> _RECORDED DATA_:
○ ○ ○

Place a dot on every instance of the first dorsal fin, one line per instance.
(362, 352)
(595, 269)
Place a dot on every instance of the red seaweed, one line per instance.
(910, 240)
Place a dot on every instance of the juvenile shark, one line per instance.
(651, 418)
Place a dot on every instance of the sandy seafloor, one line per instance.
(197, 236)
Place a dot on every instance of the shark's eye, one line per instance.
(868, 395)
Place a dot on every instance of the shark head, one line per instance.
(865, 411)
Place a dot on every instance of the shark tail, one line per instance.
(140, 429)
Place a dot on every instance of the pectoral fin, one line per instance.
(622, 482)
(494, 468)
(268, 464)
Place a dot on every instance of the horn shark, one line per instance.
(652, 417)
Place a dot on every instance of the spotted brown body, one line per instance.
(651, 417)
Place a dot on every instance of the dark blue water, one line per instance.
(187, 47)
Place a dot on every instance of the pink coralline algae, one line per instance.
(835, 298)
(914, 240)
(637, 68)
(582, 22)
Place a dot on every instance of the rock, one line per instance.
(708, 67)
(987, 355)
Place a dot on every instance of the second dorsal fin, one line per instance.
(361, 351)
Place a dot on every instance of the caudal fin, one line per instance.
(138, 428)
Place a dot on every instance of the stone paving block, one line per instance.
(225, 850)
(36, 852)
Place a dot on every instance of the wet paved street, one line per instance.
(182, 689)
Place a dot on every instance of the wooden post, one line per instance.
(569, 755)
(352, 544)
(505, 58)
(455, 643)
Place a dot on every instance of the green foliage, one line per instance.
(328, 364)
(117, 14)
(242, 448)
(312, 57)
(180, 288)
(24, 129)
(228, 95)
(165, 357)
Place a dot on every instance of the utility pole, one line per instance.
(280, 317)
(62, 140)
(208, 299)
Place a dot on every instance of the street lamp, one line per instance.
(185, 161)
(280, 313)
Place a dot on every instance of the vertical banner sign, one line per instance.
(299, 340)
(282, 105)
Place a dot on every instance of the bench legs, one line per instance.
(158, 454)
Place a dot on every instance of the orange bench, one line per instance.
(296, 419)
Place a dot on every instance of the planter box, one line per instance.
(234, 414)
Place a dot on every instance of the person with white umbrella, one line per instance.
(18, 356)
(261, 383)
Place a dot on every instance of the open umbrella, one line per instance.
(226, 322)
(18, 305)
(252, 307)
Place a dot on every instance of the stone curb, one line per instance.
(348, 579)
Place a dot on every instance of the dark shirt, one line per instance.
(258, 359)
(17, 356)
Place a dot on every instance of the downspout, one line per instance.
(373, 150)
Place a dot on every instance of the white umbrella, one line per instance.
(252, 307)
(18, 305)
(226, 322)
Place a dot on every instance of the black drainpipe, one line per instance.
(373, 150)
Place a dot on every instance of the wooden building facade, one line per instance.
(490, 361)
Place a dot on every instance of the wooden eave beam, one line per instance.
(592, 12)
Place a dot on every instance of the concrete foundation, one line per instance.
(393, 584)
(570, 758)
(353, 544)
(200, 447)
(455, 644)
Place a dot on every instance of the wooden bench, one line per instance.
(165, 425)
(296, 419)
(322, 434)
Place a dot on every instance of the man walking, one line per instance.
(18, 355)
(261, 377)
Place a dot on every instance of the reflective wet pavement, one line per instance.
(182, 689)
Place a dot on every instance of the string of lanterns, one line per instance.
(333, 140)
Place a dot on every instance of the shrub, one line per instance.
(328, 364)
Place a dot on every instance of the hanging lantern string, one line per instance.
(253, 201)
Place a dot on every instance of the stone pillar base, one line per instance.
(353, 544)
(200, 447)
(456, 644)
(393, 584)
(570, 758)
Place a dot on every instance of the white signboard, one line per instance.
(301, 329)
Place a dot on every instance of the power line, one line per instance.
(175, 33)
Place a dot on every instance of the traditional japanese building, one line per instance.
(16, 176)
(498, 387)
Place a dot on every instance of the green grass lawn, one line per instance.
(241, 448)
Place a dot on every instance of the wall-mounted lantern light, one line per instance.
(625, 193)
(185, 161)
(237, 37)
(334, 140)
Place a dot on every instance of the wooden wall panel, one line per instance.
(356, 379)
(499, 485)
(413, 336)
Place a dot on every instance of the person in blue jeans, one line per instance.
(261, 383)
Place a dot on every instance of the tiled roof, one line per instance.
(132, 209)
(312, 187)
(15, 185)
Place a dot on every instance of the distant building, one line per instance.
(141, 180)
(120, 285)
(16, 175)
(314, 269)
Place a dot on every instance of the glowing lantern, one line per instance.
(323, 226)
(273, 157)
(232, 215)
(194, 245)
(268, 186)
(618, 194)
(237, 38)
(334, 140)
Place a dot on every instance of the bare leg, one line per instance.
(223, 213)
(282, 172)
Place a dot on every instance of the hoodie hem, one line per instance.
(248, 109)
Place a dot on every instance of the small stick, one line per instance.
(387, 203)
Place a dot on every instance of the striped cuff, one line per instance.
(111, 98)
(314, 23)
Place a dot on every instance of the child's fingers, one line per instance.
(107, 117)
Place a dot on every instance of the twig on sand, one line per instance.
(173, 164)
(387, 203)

○ ○ ○

> _WORK ORDER_: The lines wanted are those from the one holding "Place a dot on every instance of the white signboard, one" through the final line of the listing; print them exactly.

> _RESULT_:
Place a dot on every instance of the white signboard, one line per instance.
(301, 329)
Place a dot on every instance of the power line, one line per instance.
(175, 33)
Place a dot on every instance of the traditional japanese building, one line per instance.
(16, 176)
(498, 387)
Place a dot on every instance of the green grass lawn, one line per instance.
(241, 448)
Place a dot on every instance of the wall-mounted lantern light, one line per instance.
(625, 193)
(185, 161)
(237, 37)
(334, 140)
Place a dot on every instance of the wooden wall panel, one line per instance.
(356, 379)
(499, 485)
(413, 336)
Place a dot on every instance of the person in blue jeans, one line per instance.
(261, 383)
Place a dot on every instance of the tiled roof, one line per instance.
(132, 209)
(312, 187)
(15, 185)
Place a dot on every instance of the distant building, one line per instance.
(141, 180)
(120, 285)
(16, 175)
(314, 269)
Place a dot on every instance of the glowing lantern, one line per instance.
(323, 226)
(273, 157)
(232, 215)
(194, 245)
(268, 186)
(618, 194)
(237, 38)
(334, 140)
Place a dot on every instance of the bare leg, one line per instance.
(223, 213)
(282, 172)
Place a dot on every instance of the hoodie hem, one line per instance.
(248, 109)
Place a dot on every instance of the small stick, one line per instance.
(387, 203)
Place a dot on every instance of the striped cuff, one line per instance.
(111, 98)
(314, 23)
Place a dot on every instance of the child's fingers, one line per instance.
(107, 117)
Place a dot on every instance of the twig on sand, one line per instance.
(173, 164)
(387, 203)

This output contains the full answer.